## Given passage

▽

On Fri, Feb 1, 2019 at 12:54 PM Chang S. Bae <chang.seok....@intel.com> wrote:
>
> Copy real FS/GSBASE values instead of approximation when FSGSBASE is
> enabled.
>
> Factoring out to save_fsgs() does not result in the same behavior because
> save_base_legacy() does not copy FS/GSBASE when the index is zero.
>
> Signed-off-by: Chang S. Bae <chang.seok....@intel.com>
> Cc: Andy Lutomirski <l...@kernel.org>
> Cc: H. Peter Anvin <h...@zytor.com>
> Cc: Thomas Gleixner <t...@linutronix.de>
> Cc: Ingo Molnar <mi...@kernel.org>
> Cc: Andi Kleen <a...@linux.intel.com>
> ---
>  arch/x86/kernel/process_64.c | 12 +++++++++---
>  1 file changed, 9 insertions(+), 3 deletions(-)

△

## Instruction A
Answer these questions about the patch email:
(i) Under what condition does the patch copy real FS/GSBASE values instead of an approximation?
(ii) Why does factoring out to save_fsgs() not result in the same behavior?
(iii) Which file does the patch change, and how many insertions and deletions does it make?

## Entries from a pointing dataset
▽

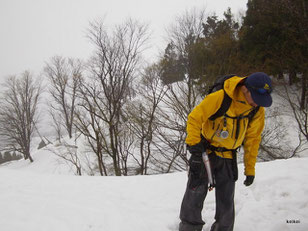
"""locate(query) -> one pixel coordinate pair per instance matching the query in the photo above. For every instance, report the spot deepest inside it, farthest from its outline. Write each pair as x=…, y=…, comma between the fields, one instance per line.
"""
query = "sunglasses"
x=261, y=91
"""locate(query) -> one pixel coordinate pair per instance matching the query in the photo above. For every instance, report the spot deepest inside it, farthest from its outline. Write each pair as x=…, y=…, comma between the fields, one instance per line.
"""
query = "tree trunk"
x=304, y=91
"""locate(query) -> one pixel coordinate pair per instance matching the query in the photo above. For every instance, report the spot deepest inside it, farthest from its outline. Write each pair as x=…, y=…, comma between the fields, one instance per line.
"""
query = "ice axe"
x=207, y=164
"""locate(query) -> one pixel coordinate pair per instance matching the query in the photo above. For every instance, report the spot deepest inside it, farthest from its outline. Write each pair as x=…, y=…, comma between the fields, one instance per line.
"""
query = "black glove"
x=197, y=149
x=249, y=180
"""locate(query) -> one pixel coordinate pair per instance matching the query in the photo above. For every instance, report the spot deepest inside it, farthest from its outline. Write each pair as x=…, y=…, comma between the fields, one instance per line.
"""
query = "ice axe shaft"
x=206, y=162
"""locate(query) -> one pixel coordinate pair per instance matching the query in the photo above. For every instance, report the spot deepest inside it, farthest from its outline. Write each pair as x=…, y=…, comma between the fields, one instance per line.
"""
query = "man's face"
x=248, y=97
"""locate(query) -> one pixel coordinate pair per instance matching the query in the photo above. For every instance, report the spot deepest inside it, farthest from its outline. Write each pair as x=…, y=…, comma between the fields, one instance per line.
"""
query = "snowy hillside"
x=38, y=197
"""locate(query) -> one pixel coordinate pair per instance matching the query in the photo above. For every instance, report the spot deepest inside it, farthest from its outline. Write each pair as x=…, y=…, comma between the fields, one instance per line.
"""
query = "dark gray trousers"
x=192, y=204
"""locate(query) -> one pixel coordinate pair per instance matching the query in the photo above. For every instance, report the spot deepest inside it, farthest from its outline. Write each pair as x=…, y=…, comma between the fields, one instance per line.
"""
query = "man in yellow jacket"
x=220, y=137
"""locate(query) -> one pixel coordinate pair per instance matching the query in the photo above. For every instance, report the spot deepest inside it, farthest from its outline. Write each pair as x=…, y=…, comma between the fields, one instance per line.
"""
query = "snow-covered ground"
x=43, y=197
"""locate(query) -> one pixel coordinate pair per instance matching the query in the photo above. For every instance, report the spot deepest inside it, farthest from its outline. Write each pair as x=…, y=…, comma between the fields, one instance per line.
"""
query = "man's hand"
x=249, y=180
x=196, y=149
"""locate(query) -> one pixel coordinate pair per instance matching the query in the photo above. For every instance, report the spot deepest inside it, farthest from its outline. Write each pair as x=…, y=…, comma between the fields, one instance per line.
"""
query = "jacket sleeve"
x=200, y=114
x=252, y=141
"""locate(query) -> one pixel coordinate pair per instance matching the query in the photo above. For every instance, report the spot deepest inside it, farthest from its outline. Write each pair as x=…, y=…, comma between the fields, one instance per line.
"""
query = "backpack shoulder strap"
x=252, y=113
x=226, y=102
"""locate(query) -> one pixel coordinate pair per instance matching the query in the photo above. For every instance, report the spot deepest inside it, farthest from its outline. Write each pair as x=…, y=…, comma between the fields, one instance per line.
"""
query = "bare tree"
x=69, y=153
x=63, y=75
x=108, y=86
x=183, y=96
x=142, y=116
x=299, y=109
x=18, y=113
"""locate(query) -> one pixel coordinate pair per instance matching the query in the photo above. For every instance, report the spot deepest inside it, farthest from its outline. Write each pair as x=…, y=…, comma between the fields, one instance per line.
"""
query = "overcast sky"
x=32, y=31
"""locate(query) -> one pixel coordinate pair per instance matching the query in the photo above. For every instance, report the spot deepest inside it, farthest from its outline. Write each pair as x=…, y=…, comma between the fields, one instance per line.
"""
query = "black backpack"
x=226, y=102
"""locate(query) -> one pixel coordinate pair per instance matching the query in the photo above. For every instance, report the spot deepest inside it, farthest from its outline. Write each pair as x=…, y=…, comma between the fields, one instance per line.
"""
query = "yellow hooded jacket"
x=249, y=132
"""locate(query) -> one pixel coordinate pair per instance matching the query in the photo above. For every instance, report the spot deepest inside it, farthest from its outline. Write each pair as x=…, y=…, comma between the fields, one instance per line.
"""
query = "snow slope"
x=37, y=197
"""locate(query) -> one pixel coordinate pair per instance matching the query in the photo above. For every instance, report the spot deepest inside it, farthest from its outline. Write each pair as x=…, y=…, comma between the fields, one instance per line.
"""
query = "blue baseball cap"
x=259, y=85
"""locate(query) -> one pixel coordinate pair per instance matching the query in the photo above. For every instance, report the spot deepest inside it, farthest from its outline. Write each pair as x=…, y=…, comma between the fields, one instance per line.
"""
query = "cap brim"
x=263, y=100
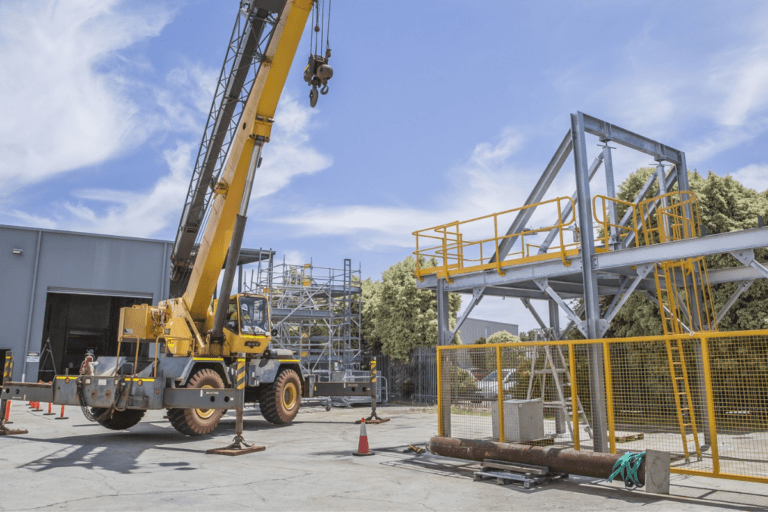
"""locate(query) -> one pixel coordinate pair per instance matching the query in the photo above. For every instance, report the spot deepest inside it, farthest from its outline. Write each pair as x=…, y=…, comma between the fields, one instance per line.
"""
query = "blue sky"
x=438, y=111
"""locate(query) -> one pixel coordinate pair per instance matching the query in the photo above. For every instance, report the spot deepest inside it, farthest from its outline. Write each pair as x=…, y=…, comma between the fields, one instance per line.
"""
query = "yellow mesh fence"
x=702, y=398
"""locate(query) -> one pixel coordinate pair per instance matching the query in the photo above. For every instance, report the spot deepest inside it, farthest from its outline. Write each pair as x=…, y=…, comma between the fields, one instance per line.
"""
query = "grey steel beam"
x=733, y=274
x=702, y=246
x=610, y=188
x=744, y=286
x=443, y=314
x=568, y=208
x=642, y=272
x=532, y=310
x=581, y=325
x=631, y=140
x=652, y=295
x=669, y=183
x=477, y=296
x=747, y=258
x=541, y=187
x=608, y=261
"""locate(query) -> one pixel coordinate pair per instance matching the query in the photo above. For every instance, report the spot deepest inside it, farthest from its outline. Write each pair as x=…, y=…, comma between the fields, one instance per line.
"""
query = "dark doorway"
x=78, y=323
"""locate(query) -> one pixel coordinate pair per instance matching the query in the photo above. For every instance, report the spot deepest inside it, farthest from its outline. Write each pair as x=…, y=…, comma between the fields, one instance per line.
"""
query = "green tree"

△
▽

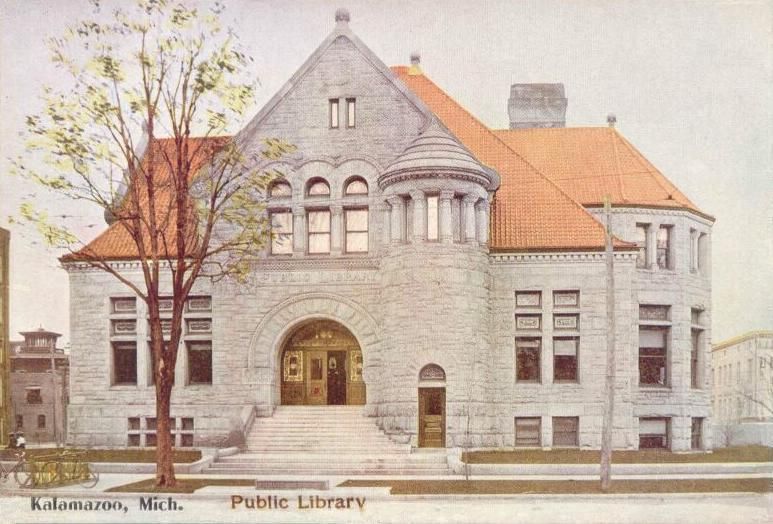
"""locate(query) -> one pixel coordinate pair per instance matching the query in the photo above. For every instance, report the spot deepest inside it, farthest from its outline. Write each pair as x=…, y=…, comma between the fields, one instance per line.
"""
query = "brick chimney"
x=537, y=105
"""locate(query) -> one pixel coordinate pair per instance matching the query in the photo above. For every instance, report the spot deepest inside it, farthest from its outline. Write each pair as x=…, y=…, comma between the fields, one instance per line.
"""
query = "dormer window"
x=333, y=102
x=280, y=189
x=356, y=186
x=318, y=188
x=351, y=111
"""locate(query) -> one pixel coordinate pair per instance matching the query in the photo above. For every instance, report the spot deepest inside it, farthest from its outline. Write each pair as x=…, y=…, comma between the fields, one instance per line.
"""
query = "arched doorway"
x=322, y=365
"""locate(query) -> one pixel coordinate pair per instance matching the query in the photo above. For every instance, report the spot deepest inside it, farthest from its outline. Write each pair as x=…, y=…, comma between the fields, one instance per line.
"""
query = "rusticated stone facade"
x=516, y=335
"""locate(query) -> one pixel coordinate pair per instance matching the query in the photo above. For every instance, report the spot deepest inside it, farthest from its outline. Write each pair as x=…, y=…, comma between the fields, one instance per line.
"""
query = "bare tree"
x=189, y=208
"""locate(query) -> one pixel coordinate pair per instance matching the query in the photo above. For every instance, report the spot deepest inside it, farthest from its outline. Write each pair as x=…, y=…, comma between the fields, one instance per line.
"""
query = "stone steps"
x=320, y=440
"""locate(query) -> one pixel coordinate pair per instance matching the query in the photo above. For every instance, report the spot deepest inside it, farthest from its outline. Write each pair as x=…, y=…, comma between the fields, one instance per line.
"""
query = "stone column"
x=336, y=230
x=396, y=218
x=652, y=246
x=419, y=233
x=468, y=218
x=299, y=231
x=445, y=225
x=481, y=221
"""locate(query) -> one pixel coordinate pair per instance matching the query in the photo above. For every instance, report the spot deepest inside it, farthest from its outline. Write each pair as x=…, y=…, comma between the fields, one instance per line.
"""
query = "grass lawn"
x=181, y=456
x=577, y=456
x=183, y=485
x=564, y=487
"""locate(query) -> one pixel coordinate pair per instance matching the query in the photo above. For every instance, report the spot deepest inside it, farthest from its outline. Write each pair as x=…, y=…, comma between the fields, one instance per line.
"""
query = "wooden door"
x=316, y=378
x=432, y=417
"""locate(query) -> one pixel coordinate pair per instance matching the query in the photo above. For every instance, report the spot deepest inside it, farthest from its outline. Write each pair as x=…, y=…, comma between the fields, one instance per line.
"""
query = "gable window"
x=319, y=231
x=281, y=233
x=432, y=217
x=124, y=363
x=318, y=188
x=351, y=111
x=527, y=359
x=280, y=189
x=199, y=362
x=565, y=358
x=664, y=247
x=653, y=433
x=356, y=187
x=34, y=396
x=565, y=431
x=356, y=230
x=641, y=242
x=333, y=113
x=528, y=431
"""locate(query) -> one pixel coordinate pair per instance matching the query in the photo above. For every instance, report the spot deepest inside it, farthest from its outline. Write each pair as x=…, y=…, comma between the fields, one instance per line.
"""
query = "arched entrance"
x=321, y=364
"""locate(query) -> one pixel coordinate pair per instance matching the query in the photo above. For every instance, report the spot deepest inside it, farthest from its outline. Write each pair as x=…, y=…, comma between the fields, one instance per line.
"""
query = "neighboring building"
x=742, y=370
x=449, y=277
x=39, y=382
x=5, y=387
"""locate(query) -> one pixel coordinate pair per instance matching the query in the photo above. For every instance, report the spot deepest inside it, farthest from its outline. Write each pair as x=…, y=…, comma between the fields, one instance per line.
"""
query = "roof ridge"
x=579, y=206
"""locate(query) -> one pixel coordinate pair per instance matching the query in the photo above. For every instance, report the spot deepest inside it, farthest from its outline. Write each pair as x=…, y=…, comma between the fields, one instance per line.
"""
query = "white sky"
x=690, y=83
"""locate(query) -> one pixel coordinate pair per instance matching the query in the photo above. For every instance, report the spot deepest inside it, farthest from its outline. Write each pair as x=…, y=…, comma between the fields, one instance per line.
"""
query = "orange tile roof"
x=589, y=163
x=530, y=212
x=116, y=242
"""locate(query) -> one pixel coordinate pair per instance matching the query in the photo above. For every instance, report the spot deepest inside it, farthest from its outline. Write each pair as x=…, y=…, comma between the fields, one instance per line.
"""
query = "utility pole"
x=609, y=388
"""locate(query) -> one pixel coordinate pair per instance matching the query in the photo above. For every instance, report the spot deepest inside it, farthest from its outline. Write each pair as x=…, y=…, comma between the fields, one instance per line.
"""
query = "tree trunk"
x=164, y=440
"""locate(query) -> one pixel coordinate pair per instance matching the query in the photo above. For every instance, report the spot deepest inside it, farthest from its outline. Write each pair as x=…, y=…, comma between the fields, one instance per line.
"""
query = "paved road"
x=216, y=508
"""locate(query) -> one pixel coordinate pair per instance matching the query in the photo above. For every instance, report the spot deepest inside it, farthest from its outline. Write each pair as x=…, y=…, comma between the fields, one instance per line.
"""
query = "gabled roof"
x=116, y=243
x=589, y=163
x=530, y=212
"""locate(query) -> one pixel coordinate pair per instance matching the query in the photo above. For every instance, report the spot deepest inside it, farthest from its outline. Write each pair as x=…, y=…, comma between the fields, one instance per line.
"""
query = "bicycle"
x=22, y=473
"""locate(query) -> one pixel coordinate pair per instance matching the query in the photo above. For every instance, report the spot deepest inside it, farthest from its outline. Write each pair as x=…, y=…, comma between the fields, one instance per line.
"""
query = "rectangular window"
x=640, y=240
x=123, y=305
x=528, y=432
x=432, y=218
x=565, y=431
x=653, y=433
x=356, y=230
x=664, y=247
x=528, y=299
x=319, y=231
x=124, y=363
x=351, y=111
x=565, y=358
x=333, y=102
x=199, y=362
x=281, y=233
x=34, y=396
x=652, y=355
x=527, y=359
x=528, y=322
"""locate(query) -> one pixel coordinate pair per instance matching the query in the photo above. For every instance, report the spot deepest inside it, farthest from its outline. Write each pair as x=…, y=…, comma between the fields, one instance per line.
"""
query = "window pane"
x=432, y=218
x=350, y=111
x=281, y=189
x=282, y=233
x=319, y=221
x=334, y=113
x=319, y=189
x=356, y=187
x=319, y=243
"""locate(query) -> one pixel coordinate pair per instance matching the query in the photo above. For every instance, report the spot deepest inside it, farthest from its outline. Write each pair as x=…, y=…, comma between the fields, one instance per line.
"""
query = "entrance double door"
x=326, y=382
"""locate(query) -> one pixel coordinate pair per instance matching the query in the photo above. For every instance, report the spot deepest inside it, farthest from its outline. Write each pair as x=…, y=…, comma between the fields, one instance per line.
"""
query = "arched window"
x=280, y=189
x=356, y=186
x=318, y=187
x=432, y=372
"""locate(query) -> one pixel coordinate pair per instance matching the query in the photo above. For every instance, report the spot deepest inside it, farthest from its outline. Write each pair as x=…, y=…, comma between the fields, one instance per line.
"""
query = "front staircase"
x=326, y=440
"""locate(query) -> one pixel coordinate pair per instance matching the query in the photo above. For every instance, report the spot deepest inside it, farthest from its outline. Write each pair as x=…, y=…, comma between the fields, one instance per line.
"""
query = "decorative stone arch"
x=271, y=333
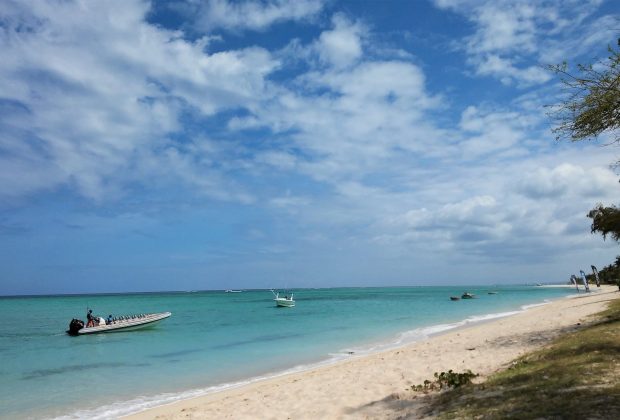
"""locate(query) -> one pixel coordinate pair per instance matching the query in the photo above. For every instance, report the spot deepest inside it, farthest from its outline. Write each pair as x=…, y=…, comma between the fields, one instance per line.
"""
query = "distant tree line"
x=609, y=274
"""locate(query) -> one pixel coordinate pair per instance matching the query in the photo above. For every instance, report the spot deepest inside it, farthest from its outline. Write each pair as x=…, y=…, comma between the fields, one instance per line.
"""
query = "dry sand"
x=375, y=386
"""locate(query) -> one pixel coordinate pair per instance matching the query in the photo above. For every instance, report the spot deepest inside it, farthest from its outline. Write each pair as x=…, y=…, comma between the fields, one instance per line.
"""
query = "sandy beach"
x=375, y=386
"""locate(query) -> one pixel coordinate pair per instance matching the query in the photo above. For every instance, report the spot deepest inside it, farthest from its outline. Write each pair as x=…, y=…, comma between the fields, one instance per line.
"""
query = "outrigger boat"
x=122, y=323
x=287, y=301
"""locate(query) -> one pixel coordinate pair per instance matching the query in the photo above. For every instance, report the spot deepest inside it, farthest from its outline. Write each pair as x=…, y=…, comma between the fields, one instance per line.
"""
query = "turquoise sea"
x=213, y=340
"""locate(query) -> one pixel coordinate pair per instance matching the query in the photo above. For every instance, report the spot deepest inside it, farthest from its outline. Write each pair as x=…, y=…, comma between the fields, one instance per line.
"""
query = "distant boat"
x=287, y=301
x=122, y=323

△
▽

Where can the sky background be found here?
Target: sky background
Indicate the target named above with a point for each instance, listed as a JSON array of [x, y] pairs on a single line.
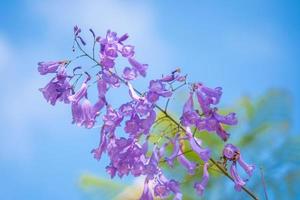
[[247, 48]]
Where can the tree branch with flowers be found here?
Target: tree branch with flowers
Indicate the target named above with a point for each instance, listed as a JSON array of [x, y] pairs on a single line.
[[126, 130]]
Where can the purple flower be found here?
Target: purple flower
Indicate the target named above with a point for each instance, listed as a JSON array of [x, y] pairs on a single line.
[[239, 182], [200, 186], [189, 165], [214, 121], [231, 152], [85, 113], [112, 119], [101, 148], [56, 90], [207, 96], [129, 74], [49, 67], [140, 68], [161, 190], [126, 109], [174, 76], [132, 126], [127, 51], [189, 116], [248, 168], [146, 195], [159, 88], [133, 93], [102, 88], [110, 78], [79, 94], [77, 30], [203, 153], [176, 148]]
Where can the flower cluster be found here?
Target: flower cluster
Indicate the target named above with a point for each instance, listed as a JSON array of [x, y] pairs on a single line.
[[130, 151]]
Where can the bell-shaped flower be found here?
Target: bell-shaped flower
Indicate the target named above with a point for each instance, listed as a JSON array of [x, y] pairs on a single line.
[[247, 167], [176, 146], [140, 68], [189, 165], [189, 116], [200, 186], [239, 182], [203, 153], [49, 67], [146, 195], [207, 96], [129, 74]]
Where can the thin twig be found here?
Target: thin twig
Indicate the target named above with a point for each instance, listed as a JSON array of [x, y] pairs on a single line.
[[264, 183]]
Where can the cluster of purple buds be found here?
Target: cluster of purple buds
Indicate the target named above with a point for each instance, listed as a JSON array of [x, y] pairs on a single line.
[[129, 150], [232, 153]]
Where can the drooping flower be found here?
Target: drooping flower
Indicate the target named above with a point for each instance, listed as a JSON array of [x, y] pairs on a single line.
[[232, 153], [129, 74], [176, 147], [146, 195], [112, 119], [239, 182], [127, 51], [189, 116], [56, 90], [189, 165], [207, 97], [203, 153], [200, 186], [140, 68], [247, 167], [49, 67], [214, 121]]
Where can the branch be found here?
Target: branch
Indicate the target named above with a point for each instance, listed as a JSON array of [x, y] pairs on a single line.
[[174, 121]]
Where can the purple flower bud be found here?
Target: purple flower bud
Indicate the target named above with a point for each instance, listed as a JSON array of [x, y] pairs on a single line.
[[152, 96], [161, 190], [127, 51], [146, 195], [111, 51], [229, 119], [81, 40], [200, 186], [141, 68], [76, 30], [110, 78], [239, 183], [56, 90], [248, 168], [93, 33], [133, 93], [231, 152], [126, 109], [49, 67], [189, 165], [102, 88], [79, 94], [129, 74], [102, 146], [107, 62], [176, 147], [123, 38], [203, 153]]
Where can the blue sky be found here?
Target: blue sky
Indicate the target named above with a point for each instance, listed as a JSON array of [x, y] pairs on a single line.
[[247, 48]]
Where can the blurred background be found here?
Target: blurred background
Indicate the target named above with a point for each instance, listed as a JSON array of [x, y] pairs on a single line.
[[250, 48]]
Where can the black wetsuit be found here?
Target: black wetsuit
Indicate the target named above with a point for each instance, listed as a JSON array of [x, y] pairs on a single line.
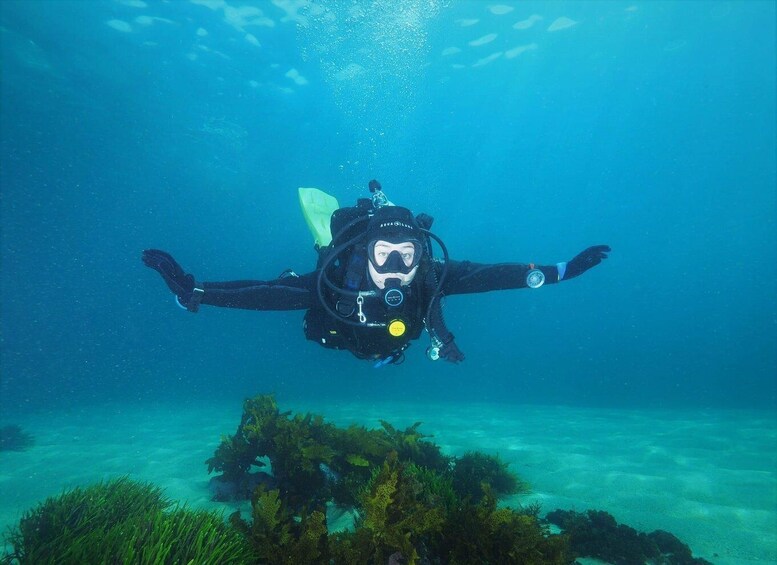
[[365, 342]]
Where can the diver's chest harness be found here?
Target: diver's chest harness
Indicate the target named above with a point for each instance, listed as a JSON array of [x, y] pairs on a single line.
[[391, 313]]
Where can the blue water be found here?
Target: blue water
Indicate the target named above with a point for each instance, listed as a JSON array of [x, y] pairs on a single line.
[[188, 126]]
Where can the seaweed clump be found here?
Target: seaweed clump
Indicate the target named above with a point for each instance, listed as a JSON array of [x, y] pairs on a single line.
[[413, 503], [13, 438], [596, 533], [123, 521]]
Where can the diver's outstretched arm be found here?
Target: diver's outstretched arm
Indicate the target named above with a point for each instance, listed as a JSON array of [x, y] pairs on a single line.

△

## Instruction B
Which lines of the entries contain the string "dark"? Locate each one and copy it out.

## Expected output A
(i) When FSGSBASE is enabled.
(ii) Because save_base_legacy() does not copy FS/GSBASE when the index is zero.
(iii) arch/x86/kernel/process_64.c, with 9 insertions and 3 deletions.

## Expected output B
query = "dark gray trousers"
query = "dark doorway"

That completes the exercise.